Stored data entries:
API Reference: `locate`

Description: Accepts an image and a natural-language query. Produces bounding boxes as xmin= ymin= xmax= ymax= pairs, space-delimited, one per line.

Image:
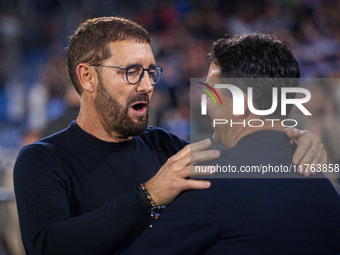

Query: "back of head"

xmin=67 ymin=17 xmax=151 ymax=95
xmin=210 ymin=33 xmax=300 ymax=79
xmin=209 ymin=33 xmax=300 ymax=118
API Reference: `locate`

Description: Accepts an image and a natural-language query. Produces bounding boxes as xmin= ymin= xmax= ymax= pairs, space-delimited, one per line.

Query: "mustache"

xmin=127 ymin=93 xmax=150 ymax=106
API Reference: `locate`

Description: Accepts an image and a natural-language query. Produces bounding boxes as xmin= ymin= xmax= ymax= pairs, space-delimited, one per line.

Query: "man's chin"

xmin=131 ymin=115 xmax=148 ymax=124
xmin=130 ymin=123 xmax=148 ymax=136
xmin=129 ymin=114 xmax=148 ymax=131
xmin=116 ymin=120 xmax=148 ymax=138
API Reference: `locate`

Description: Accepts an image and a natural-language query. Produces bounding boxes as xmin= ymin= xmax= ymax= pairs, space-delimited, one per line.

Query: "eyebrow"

xmin=123 ymin=62 xmax=157 ymax=68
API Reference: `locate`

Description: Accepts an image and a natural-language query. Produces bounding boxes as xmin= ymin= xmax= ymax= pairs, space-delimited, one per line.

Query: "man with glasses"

xmin=13 ymin=17 xmax=327 ymax=255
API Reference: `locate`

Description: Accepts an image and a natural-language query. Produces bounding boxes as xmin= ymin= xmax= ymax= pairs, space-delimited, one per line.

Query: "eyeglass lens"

xmin=126 ymin=65 xmax=162 ymax=85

Exercise description: Restate the data word for word, minus any images.

The completed task:
API Reference: `locate`

Description: Accepts an image and a natural-language query. Produces bounding boxes as xmin= ymin= xmax= ymax= pairs, space-delimited, one per line.

Image:

Query: "back of head"

xmin=67 ymin=17 xmax=151 ymax=95
xmin=210 ymin=33 xmax=300 ymax=79
xmin=209 ymin=33 xmax=300 ymax=118
API Reference: `locate`

Description: Accepts an image and a natural-language query. Produces bounding boxes as xmin= ymin= xmax= ymax= pairs, space-delimited, one per line.

Query: "mustache"

xmin=127 ymin=93 xmax=150 ymax=106
API Reference: `locate`

Description: Accepts an image and a natural-language query. Produces bounding boxes as xmin= ymin= xmax= ymax= pairs, space-delimited, one per line.

Query: "man's chin"

xmin=131 ymin=115 xmax=148 ymax=124
xmin=130 ymin=123 xmax=148 ymax=136
xmin=129 ymin=114 xmax=148 ymax=131
xmin=116 ymin=120 xmax=148 ymax=138
API Reference: `locate`

Description: Accepts an image and a natural-language query. Produces bounding boxes as xmin= ymin= xmax= ymax= pairs, space-delimited, one per line.

Query: "eyebrow"

xmin=123 ymin=62 xmax=157 ymax=68
API Reference: `locate`

Description: Accepts an image and a natural-language query. Produces bounding boxes as xmin= ymin= xmax= ymax= pairs, space-delimited, one per line.

Query: "man with glasses"

xmin=13 ymin=17 xmax=327 ymax=255
API Reference: `locate`

Description: Accepts an image and a natural-language query. Produces bounding boxes as xmin= ymin= xmax= ymax= pairs, space-delimited, one per line.

Query: "eyeglass lens"

xmin=126 ymin=65 xmax=162 ymax=85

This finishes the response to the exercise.